# ABOUT THIS TASK:
Check each line of the entries below for the string "shoulder"; copy every line where it appears.

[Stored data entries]
+ + +

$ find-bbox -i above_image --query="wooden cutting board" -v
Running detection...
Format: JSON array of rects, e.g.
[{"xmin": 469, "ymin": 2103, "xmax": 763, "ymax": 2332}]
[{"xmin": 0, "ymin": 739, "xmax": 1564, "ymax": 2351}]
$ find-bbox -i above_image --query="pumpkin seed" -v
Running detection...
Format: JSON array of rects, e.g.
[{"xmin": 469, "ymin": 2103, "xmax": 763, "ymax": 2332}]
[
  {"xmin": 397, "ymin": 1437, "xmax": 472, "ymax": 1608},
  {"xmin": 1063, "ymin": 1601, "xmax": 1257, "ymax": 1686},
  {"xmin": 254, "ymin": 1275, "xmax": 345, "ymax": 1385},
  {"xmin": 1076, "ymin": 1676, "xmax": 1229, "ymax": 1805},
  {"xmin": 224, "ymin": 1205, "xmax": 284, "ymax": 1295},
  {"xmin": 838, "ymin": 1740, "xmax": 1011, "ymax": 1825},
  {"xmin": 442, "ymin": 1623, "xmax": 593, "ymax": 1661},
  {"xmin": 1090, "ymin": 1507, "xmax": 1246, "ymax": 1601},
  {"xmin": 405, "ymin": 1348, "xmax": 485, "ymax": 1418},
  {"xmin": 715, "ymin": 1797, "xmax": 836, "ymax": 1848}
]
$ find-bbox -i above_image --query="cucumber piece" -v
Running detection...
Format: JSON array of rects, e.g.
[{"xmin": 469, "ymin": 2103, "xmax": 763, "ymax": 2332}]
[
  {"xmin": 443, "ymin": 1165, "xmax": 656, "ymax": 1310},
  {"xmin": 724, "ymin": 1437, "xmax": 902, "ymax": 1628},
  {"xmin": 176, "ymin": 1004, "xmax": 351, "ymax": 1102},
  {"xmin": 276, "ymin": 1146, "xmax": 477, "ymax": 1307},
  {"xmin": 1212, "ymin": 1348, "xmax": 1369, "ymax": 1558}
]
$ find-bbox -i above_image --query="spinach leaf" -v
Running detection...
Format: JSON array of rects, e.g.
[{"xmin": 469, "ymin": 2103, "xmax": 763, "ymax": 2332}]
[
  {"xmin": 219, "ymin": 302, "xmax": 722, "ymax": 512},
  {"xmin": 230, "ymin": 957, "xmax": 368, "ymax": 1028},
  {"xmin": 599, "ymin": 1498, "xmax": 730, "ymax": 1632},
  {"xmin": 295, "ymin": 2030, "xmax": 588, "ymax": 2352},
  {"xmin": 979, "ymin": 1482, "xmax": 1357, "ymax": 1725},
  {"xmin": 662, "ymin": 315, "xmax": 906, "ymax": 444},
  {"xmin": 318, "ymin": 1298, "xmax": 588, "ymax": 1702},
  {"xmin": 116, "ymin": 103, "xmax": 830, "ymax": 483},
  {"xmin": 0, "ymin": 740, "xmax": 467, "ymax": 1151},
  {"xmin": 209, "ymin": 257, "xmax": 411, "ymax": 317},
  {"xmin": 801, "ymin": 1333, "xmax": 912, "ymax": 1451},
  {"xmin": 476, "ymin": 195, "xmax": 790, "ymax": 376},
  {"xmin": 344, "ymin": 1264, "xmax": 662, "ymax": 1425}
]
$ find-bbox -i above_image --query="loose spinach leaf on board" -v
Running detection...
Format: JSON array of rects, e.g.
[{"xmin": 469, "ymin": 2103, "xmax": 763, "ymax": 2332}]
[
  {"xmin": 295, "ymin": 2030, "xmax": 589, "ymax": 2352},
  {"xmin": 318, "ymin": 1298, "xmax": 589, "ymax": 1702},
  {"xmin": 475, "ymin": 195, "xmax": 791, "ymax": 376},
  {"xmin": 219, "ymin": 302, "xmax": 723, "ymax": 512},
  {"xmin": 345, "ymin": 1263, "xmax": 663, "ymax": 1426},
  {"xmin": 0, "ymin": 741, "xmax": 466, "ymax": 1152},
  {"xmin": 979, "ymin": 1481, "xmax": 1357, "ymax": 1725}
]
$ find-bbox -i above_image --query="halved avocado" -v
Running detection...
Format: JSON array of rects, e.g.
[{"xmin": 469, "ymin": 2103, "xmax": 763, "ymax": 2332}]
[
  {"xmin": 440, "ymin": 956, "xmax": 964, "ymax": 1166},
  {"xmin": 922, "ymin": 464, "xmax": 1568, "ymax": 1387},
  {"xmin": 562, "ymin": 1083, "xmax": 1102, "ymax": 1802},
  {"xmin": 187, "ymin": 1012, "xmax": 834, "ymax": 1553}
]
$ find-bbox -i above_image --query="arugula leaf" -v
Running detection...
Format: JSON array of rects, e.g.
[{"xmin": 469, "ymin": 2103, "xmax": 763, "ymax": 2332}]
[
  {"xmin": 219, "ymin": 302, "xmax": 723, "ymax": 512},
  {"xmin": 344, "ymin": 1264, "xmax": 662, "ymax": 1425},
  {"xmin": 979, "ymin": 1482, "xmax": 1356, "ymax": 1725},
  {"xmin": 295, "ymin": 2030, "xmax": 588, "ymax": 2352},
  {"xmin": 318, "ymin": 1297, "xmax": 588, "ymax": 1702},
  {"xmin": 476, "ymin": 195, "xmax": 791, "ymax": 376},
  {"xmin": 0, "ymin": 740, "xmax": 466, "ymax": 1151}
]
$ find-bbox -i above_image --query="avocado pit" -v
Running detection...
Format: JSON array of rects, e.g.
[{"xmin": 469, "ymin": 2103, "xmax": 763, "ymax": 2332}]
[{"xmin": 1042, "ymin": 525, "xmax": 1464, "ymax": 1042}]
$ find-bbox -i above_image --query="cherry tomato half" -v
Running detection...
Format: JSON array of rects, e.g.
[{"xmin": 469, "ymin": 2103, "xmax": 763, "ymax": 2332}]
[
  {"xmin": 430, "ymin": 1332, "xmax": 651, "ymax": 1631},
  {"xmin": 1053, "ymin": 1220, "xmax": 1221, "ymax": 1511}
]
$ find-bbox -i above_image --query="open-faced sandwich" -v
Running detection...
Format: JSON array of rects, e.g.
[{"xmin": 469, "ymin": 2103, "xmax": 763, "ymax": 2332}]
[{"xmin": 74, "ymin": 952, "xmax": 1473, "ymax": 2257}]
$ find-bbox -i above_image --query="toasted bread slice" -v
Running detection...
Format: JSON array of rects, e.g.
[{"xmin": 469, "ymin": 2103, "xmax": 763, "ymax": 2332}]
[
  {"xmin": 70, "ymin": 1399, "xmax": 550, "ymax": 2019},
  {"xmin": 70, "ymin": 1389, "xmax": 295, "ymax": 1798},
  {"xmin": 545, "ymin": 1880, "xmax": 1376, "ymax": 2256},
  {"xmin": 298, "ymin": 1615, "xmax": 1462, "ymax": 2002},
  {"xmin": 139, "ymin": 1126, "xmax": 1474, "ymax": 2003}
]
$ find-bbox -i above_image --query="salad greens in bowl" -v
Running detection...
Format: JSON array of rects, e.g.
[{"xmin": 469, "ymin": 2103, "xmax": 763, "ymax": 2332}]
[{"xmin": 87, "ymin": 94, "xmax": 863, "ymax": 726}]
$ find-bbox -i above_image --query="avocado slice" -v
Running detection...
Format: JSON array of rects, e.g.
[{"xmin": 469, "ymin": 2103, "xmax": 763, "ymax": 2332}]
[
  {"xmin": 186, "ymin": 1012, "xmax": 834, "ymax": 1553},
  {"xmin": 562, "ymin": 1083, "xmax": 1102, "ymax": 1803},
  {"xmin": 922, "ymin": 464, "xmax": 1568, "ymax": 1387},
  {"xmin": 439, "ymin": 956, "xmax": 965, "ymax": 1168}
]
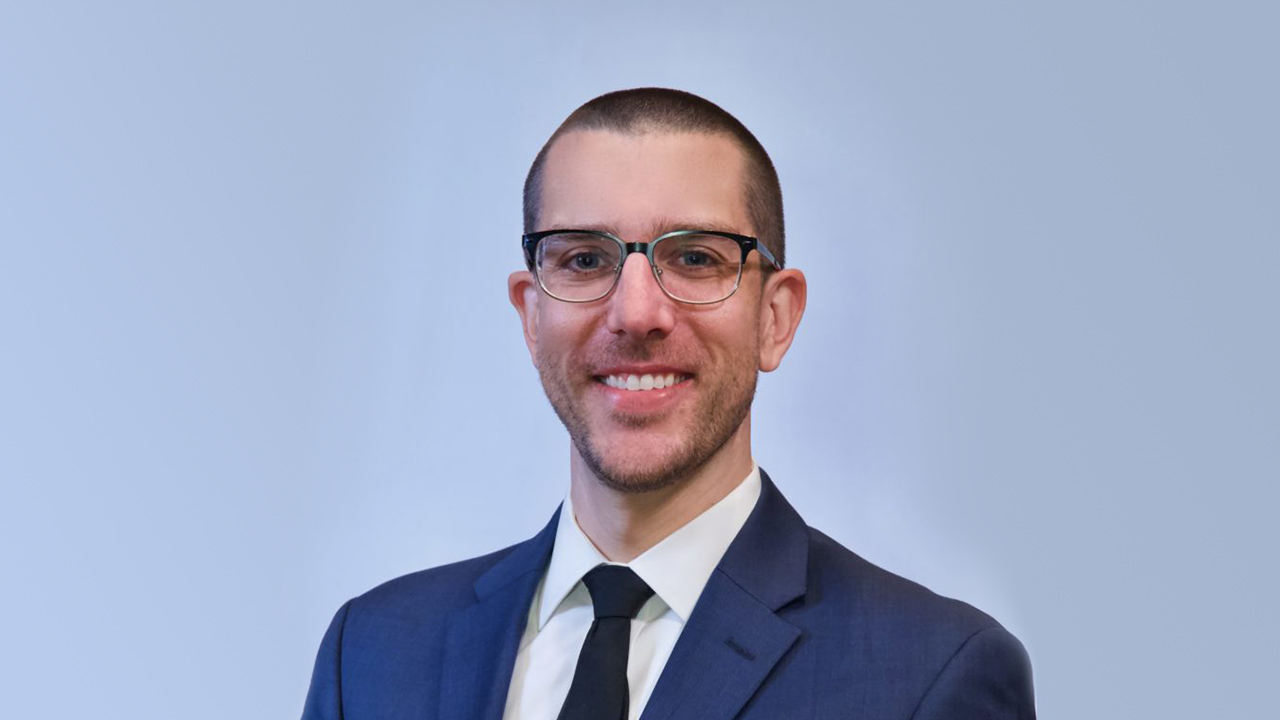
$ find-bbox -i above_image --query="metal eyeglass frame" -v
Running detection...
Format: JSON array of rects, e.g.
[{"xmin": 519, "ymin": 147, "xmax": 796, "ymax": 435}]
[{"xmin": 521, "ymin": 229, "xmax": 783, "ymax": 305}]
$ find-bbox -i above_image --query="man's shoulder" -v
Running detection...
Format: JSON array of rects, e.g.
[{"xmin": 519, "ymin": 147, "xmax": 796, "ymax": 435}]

+ + +

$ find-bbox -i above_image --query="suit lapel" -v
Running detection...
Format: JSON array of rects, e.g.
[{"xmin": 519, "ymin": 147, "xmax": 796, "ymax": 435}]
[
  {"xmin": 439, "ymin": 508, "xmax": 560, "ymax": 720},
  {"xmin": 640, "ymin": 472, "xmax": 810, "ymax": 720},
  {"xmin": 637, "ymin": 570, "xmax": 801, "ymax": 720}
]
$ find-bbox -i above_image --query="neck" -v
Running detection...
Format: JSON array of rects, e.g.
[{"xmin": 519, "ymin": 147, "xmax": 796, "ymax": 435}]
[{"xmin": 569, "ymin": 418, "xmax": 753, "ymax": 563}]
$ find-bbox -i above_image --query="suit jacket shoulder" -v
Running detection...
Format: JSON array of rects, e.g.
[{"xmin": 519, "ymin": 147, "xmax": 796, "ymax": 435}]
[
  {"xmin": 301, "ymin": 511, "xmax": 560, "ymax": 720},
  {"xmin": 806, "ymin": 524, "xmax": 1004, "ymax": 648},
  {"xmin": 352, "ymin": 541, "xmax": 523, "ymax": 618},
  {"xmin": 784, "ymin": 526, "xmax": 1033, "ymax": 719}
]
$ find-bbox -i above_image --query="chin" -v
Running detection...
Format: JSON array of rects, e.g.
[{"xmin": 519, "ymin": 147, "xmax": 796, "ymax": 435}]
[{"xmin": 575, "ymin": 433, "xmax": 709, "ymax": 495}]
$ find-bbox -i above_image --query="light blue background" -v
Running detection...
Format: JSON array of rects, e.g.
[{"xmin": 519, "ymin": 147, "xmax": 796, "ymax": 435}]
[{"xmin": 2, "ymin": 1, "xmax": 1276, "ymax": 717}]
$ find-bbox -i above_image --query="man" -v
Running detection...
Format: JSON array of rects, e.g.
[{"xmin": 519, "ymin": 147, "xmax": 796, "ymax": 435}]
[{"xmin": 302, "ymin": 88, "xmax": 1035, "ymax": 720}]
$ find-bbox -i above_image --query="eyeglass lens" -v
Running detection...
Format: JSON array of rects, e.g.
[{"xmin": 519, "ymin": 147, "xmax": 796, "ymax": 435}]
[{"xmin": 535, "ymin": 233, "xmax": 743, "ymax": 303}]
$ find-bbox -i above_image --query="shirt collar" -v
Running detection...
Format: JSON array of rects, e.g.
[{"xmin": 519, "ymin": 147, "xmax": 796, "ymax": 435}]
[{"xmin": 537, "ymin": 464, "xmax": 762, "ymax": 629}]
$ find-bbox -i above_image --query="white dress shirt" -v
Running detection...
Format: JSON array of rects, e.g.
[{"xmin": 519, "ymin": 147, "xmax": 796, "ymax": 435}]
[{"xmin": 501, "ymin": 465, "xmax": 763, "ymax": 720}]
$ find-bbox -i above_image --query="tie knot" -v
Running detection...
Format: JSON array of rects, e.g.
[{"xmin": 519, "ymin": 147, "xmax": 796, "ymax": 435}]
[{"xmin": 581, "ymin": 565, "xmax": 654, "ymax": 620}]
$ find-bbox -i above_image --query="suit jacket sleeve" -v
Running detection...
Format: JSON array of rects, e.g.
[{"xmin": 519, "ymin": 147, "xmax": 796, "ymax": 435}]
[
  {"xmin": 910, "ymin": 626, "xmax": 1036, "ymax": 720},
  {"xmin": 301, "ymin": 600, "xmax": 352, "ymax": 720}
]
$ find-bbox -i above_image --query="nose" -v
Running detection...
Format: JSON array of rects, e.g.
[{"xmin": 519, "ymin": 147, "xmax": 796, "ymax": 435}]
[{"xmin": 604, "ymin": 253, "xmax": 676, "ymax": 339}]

+ + +

# EXERCISE ANSWER:
$ find-bbox -i above_image --query="man's shoulder" -v
$ find-bbox -i above_image --query="suit jacket shoulder" -v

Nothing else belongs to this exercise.